#### Action item:
Give the entries again, exactly as they stand.

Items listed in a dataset
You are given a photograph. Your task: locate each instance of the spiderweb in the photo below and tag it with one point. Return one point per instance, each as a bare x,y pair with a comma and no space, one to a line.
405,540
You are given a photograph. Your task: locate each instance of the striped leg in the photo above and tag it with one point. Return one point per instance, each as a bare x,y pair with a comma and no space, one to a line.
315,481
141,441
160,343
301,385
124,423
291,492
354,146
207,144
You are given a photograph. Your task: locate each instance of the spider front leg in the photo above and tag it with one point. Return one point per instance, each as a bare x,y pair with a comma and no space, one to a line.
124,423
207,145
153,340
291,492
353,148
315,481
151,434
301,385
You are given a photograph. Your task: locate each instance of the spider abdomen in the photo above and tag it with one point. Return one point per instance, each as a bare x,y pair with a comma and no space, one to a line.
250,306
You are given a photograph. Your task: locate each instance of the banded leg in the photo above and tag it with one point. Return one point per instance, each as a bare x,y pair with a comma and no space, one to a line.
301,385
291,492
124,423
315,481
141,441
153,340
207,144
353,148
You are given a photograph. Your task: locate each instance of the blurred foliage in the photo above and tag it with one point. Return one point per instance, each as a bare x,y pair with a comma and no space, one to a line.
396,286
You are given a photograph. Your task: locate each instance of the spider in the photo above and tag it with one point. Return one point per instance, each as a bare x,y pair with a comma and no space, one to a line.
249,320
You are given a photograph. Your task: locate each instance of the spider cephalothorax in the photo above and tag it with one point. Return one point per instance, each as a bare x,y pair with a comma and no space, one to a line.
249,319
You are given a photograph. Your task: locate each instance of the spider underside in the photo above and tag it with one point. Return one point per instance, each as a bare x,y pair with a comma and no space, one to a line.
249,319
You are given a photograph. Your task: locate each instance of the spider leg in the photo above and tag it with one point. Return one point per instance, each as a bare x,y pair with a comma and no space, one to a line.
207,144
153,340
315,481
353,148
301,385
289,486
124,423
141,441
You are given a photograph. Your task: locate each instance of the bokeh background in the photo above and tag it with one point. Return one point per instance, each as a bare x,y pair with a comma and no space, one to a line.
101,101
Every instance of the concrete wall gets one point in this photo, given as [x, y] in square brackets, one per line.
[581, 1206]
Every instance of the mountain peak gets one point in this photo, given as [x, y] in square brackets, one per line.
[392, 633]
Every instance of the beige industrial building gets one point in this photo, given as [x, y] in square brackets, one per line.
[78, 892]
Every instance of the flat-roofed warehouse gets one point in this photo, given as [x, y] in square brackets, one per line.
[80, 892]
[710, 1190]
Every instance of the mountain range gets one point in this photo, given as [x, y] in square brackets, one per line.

#### Solution to this exercise:
You are given a photograph. Your task: locate each instance of the spiderweb in the photo below and tag it with one point. Return one point per instance, each as a bare x,y pair with a comma and no space, one to a line.
405,540
You are given a photograph. Your task: locate each instance of the striped leg in the photo above and tag it with one point. Return one point per instance, each as a bare x,y pair with a comma and no space, one to a line.
315,481
141,441
160,343
301,385
124,423
291,492
354,146
207,144
You are given a photograph. Your task: locate each instance of the spider front leg in the photo above and tag it with one point. Return one point per instance, each as a bare x,y pair with a comma and no space, one to a line.
124,423
207,145
153,340
291,492
353,148
315,481
151,434
301,385
You are given a photograph. Your task: locate each instance of the spider abdomen in the photo above and tag it with one point. Return one point per instance, each as a bare x,y pair with a comma and no space, one to a line.
250,306
You are given a photograph. Your task: locate each instance of the banded leg in the photo above and tag it with one point. Return one point per instance, each as a bare x,y pair with a comma and no space, one to a line.
301,385
291,492
124,423
315,481
141,441
153,340
207,144
353,148
You are given a photograph. Your task: locate each instance of the blurred foliage in the photo above and tag it with one point. Return one point per instance, each as a bare x,y pair with a comma and no space, one to a line.
396,286
You are given a photograph. Your task: locate each instance of the spider in the photo above and tag it with one point. Return one point per instance, each as a bare x,y pair with a comma and no space, one to a line.
249,320
You are given a photograph. Your task: locate each instance of the spider cephalothorax in the photo above and tag it with one point. Return one point per instance, each as a bare x,y pair with a comma and no space, one to a line.
249,319
You are given a photograph. Your task: locate each instance of the spider underside in the photo above and tag it with one point. Return one point per instance, each as a bare x,y pair with a comma and no space, one to a line.
249,319
You are given a photograph. Your task: locate each instance of the spider leg in the photo above and tag it with one point. Return one point per instance, each as a bare x,y pair with a comma and no space, one to a line.
207,144
153,340
315,481
353,148
301,385
289,486
124,423
141,441
You are given a photograph. Your task: locate each instance of the bokeh background in the photo above and tag it with one point. Return one point per instance, each as a bare x,y pair with a comma and no space, one to a line.
101,101
Every instance of the concrete wall gets one point in this photo, given as [x, y] in square brackets, one per line.
[581, 1206]
Every instance of the mountain peak gets one point in this photo, given as [x, y] in square brackets, one per line.
[392, 633]
Every instance of the beige industrial building gets one point in this photo, given as [x, y] in square brackets, one per line.
[78, 892]
Every instance of the flat-roofed warehouse gets one point in this photo, given as [x, y] in square brackets, one per line.
[80, 892]
[710, 1190]
Every instance of the mountain range gets one point in this photo, given as [x, y] in square brackets, one per line.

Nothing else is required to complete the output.